__AIM OF THE EXERCISE__: Everything from the line with "Detect the chest pocket in the picture above." to the final line of the records should be reproduced word for word, with both of those lines kept.
════
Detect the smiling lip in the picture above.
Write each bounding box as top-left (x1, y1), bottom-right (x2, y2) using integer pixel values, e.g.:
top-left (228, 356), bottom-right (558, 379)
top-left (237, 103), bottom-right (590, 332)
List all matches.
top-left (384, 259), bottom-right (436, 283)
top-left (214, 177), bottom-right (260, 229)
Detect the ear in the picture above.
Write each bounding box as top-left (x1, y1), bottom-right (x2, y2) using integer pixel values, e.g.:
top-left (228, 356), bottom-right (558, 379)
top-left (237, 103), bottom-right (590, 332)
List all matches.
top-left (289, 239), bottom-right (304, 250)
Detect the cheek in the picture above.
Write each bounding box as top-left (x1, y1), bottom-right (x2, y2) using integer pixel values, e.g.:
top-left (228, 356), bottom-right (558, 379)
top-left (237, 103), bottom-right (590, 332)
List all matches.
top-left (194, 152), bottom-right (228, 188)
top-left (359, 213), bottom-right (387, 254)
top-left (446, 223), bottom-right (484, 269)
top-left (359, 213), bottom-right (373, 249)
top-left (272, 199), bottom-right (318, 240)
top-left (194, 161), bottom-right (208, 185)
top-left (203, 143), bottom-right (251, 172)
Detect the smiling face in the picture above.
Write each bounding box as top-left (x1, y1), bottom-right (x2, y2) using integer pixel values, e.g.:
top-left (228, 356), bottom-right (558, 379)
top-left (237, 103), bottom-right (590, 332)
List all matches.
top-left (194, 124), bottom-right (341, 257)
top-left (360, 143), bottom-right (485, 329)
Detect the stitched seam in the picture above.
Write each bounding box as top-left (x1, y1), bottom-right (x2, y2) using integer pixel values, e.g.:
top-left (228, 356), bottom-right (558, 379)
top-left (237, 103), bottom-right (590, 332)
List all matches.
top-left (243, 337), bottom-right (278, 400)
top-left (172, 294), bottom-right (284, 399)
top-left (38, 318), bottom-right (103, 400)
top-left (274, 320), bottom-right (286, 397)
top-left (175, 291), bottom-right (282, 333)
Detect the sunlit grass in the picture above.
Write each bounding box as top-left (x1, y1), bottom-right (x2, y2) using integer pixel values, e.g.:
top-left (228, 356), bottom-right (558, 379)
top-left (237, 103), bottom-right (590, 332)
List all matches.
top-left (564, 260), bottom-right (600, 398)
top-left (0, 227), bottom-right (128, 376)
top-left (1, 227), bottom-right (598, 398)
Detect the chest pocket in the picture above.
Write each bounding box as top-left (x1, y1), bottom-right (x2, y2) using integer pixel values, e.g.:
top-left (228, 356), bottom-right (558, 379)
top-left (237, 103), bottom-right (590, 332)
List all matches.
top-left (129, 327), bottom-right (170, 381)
════
__SOLUTION FOR THIS TASK__:
Detect the chest pocket in the picture above.
Write each bounding box as top-left (x1, y1), bottom-right (x2, y2) using integer pixel values, e.g.:
top-left (228, 356), bottom-right (558, 379)
top-left (237, 103), bottom-right (590, 332)
List all matches.
top-left (129, 327), bottom-right (170, 381)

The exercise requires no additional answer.